Exercise requirements →
1. Translate this sentence from the passage on the poem "A Dangerous Place" into Spanish: "Presumably the narrator is thinking of the heron, in part, to remind her not to make the hospital, a dangerous place, her own home, but also perhaps to not practice attachment to an idea of what is happening with her body, avoiding a mental place that is also dangerous."
2. Carry the passage on the poem "A Dangerous Place" forward from its last line.

===== Passage

A Dangerous Place by Chelsea B. DesAutels
from A Dangerous Place
It seems a beautiful spring though I spend most of it indoors
watching through warped glass small tree buds burst into full green,
the ice crystals on the edge of Lake Nokomis relaxing & spreading
into waves lapping the bottom of bright canoes & sometimes,
near the shore, for the first time this year, a large white heron
landing on spidery legs. An omen, I tell myself: a bird too smart to make
a dangerous place its home & I carry that with me to the hospital.
The conflation in this first segment of the poem of the beatific natural scenery that the narrator is watching from her window with “a dangerous place” and the movement to the hospital sets up a kind of internal tension within the poem that carries it through to the end. There are a couple of other tiny tensions like this present: the beauty of the scene vs. the narrator indoors watching through “warped glass” & the heron landing both “sometimes” and “for the first time this year”.
And I think of the heron when the doctors say congratulations
you’re pregnant, let’s shine a light to greet your baby.
And I think of the heron when they say oh sorry it seems your womb
is more cavern than nest & no, it’s no baby at all.
Presumably the narrator is thinking of the heron, in part, to remind her not to make the hospital, a dangerous place, her own home, but also perhaps to not practice attachment to an idea of what is happening with her body, avoiding a mental place that is also dangerous.
What have you been feeding this thing. And I think of the heron
skimming the lake surface with spread wings—how could I not—
as we watch on-screen the monster burst into ten thousand gray moths.

==========
===== Entries supplied

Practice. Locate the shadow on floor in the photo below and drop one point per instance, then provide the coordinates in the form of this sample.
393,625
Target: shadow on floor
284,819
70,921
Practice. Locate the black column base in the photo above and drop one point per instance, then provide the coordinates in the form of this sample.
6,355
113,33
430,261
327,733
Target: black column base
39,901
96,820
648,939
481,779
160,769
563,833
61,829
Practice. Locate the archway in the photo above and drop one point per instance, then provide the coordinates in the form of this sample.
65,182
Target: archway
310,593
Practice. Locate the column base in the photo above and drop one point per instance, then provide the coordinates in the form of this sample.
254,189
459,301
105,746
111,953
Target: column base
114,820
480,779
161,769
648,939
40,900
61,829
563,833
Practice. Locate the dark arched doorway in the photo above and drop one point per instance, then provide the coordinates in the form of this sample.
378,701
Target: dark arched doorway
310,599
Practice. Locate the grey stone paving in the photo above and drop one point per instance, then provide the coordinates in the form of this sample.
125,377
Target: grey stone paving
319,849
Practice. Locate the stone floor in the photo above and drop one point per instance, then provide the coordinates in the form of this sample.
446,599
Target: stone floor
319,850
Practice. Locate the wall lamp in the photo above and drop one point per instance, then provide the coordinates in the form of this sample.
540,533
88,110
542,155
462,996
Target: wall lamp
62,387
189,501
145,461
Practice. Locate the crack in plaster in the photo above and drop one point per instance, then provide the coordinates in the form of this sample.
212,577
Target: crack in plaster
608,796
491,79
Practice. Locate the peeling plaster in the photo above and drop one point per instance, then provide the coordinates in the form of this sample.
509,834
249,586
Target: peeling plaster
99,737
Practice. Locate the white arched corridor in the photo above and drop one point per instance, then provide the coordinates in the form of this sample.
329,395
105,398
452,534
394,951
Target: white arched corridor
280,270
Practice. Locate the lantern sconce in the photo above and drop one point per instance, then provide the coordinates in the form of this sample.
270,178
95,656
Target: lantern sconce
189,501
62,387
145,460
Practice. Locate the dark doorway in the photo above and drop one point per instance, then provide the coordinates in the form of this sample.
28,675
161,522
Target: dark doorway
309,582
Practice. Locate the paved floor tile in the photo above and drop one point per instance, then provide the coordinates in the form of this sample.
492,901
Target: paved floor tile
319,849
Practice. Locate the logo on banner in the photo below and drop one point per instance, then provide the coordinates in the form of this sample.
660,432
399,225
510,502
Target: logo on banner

==========
===== Entries supplied

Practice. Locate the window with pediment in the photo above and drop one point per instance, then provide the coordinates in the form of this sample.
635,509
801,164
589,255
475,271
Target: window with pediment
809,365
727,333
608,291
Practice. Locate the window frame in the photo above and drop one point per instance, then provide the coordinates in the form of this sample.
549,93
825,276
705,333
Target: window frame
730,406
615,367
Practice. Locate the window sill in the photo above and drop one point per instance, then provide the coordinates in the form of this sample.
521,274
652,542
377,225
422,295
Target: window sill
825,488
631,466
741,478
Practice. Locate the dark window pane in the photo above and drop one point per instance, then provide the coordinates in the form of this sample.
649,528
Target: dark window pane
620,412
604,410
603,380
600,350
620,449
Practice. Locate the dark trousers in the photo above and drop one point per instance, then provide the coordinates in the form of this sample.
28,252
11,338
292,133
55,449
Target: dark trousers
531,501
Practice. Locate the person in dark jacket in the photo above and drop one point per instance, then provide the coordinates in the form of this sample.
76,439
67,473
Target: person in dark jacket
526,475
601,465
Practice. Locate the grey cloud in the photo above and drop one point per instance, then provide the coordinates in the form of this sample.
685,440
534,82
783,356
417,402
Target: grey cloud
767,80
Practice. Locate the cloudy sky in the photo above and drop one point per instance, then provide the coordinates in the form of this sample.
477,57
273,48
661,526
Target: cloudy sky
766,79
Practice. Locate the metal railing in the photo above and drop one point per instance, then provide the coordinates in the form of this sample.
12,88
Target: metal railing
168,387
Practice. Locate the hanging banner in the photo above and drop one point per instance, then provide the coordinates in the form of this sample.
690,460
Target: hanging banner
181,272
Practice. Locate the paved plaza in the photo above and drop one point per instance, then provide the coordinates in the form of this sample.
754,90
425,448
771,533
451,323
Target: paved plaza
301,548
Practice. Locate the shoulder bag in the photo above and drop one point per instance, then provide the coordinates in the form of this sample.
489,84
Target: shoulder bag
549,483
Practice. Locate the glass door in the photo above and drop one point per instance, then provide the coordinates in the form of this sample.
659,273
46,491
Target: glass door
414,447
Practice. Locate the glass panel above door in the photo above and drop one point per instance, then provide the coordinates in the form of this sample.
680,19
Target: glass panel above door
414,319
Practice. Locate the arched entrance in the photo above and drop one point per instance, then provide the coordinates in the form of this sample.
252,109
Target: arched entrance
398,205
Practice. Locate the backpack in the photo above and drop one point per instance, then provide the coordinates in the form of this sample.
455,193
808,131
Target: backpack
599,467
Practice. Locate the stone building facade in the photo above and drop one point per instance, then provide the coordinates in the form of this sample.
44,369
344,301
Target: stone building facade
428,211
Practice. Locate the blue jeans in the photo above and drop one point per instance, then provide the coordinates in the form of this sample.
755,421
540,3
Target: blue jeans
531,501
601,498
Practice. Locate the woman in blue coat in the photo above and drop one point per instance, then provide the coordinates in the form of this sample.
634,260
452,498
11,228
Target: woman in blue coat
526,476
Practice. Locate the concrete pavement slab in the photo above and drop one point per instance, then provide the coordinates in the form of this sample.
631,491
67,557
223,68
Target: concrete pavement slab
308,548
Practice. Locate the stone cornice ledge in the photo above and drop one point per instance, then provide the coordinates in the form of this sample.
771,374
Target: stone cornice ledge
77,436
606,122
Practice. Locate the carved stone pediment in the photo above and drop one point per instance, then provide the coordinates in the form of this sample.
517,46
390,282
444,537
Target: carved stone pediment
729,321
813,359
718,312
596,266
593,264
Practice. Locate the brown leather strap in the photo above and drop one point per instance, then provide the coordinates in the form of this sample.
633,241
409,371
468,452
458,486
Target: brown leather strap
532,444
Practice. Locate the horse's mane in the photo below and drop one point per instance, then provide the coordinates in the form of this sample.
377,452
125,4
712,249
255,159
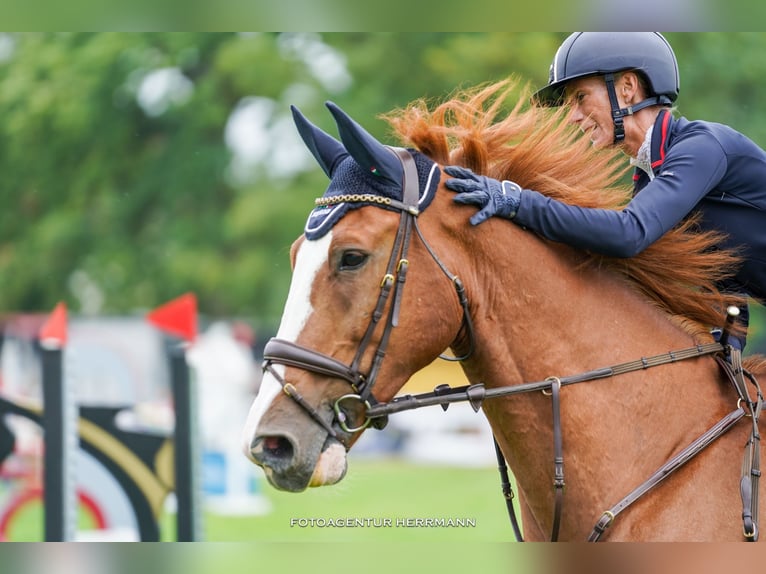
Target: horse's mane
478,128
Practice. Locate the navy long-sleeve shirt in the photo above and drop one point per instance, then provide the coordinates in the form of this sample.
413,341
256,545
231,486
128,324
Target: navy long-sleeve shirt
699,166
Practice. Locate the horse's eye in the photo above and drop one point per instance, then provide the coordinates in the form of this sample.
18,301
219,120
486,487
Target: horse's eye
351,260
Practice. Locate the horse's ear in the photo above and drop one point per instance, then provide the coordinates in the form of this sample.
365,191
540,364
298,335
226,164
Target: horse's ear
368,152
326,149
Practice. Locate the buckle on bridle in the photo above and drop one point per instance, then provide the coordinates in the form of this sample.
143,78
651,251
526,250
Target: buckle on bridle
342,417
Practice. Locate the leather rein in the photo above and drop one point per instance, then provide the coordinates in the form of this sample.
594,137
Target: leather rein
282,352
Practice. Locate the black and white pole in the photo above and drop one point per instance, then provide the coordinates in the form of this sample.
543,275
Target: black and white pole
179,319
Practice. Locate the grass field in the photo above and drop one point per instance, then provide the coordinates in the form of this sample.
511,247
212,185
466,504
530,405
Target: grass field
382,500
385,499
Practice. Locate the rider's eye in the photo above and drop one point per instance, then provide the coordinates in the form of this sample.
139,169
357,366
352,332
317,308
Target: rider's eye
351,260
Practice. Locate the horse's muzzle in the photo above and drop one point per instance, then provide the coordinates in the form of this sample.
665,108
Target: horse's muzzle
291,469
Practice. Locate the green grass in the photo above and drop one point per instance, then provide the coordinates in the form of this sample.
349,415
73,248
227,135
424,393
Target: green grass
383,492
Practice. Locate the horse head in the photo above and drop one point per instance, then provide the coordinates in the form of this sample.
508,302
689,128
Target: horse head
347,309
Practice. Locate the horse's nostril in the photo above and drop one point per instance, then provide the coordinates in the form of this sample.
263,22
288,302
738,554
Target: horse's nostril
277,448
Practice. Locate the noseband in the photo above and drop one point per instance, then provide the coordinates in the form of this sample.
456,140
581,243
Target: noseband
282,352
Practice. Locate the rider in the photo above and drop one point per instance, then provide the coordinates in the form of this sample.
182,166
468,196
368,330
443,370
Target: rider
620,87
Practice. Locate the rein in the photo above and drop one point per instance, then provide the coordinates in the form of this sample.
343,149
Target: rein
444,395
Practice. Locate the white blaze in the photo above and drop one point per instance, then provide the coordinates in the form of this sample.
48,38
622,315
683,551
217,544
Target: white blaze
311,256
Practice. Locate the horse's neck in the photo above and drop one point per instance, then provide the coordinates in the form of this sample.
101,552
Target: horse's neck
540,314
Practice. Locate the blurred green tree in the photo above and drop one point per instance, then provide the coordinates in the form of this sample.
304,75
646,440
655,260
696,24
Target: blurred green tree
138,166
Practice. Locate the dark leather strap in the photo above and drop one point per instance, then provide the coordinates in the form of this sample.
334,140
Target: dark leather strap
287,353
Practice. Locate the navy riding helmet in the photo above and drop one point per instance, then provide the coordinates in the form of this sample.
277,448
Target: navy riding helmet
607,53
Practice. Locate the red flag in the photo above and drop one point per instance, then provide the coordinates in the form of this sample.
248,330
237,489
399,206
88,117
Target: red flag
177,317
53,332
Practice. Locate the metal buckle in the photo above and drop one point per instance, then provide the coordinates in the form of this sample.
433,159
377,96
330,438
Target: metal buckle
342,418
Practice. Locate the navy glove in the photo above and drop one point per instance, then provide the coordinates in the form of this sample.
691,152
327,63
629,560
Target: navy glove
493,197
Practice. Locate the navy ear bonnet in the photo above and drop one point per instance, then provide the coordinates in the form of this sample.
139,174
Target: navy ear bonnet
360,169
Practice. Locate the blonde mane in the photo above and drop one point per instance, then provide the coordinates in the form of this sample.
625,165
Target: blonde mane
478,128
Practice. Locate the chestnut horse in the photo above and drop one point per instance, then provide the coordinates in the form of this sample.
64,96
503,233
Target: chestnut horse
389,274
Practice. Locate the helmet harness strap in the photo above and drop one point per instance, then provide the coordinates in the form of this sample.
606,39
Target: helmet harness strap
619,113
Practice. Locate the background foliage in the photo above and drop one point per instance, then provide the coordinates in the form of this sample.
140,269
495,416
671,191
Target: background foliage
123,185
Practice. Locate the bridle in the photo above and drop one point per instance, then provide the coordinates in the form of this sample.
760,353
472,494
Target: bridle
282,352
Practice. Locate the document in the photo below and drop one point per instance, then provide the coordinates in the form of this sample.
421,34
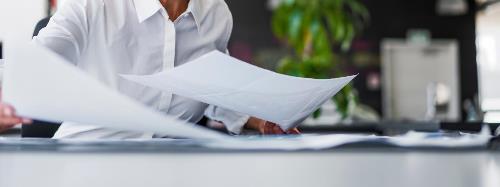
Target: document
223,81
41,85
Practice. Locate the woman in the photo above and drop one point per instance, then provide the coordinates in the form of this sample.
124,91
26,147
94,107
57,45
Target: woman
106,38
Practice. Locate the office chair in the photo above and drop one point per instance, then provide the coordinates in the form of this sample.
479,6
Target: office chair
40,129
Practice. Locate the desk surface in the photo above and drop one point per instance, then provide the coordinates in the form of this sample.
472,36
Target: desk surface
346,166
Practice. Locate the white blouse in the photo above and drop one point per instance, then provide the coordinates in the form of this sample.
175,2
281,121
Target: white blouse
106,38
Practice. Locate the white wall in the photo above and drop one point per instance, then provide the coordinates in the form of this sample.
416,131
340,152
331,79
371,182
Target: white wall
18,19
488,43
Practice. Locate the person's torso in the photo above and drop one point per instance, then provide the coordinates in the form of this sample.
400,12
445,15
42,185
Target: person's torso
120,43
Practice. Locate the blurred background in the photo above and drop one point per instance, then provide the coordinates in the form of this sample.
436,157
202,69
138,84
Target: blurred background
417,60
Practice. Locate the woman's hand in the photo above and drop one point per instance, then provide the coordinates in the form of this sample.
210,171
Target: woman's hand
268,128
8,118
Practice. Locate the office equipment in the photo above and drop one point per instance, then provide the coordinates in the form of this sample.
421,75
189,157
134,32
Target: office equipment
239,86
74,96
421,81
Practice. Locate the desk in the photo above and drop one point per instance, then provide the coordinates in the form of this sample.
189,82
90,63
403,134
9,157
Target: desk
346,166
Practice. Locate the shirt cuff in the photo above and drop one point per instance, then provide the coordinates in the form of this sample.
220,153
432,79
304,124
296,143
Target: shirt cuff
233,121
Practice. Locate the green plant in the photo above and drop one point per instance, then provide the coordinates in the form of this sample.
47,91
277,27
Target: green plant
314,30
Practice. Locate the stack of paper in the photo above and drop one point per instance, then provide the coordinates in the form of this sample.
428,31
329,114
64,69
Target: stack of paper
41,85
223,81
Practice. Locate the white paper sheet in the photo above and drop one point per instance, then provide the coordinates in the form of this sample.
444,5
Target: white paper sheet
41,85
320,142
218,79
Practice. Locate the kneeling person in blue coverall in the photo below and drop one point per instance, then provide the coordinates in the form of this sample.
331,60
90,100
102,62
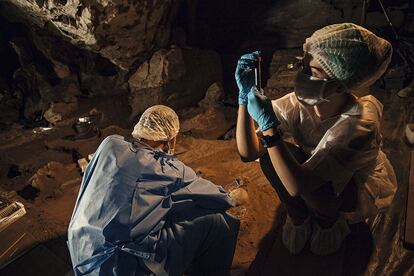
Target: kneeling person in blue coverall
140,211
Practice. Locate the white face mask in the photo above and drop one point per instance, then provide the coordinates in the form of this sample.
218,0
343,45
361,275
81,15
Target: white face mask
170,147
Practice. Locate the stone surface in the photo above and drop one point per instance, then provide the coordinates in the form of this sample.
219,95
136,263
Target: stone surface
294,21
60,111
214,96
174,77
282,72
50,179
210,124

==========
===== Entries supplied

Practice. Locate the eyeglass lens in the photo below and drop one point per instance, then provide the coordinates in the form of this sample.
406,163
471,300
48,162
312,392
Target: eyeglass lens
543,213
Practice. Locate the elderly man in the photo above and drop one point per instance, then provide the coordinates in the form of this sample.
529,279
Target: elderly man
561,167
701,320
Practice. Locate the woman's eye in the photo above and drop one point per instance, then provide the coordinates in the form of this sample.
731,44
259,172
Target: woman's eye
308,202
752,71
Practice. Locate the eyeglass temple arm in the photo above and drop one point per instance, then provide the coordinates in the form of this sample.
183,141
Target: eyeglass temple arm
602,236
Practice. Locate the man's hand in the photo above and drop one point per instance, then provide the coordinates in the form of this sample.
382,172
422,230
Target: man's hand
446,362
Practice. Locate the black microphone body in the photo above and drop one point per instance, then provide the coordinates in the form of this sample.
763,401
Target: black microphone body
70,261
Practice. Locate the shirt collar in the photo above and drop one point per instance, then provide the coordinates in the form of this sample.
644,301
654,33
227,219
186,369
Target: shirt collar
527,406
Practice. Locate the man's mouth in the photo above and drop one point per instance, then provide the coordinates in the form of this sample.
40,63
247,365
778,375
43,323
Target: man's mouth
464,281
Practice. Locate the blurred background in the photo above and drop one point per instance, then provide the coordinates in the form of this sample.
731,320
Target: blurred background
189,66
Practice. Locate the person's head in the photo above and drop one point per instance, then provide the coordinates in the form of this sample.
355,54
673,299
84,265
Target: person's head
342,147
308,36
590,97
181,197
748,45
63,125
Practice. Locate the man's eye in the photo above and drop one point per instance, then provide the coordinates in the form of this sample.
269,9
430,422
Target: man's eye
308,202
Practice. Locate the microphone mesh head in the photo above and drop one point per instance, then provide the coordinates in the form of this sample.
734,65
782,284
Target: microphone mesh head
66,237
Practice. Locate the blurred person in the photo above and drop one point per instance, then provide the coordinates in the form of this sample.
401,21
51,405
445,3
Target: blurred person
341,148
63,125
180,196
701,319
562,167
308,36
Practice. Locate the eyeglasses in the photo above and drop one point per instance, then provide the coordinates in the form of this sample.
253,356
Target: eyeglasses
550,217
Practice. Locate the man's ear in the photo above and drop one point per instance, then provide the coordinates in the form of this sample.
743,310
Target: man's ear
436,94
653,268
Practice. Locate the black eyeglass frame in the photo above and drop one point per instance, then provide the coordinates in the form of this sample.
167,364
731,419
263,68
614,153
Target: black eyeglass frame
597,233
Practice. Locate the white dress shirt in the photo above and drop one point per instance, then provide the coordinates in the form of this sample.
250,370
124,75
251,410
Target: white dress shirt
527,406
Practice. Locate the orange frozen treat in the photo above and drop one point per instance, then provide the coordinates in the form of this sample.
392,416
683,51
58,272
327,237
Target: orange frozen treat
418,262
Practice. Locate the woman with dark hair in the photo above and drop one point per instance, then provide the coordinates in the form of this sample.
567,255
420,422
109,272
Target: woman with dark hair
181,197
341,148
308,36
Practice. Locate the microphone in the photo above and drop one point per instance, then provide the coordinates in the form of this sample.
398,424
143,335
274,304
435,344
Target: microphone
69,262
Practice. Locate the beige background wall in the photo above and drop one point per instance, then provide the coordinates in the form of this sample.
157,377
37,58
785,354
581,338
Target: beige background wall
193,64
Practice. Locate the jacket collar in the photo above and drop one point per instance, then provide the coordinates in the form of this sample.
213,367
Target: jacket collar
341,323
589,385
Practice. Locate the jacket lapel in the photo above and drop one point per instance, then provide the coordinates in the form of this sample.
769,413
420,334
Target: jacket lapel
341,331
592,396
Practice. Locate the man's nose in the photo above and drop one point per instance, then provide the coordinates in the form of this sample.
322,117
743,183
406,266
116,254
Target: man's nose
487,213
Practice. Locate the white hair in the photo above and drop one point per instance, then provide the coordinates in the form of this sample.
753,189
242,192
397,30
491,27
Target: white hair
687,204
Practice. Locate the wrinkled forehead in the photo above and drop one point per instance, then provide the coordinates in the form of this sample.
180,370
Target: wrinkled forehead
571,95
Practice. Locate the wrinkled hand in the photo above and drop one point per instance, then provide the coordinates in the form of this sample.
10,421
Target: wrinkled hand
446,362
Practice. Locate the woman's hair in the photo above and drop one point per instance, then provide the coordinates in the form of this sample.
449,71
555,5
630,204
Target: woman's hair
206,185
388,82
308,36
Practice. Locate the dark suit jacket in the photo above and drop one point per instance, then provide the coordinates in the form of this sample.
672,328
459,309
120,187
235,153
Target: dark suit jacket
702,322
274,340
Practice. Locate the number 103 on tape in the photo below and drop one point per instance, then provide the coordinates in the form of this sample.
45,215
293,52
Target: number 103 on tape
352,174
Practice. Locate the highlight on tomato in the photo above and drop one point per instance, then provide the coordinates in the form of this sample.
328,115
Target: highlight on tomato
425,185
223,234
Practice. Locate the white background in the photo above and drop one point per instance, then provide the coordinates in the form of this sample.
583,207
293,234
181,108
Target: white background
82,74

==========

Answers to this exercise →
1. Presumiblemente, la narradora piensa en la garza, en parte, para recordarse a sí misma que no debe hacer del hospital, un lugar peligroso, su propio hogar, pero también quizás para no apegarse a una idea de lo que está ocurriendo con su cuerpo, evitando así un lugar mental que también es peligroso.

2.
The inclusion of the phrase “What have you been feeding things thing.” is odd here, as it interrupts what had been a repeating structure of “And I think of the heron,” and I wonder if this is meant to connect us back to the spending of the spring indoors, watching life through warped glass… as if somehow the remove from the cycle of life outside had caused the birth of the “monster [that] burst into ten thousand gray moths,” (an amazing image).
And I hear the echo of wings in my belly. And I feel the fury
of wings in my lungs. And when the doctors tuck a port
above my breast I think of the heron disguising a large bed
in marshy grasses. And I imagine the white sheets as heron wings.
And the whirring machines are white eggs.
And the worried voices are sunlight on water.
The use of the repeated “And” structure works really well in this poem, giving it a cadence like a kind of invocation or prayer. The repeated reference to wings evokes the freedom of flight, escape from the confined circumstances of a hospital bed. The “white sheets” and “white eggs” contrast to the “gray moths” from the previous lines.
I do wonder about the tension between “sometimes” and “for the first time” in the beginning part of the poem, and if we’re not meant to wonder if the narrator in the first section has actually already been through the hospital and is, in part, remembering the many times of thinking about the first time that the heron came that spring and what it later came to represent for her.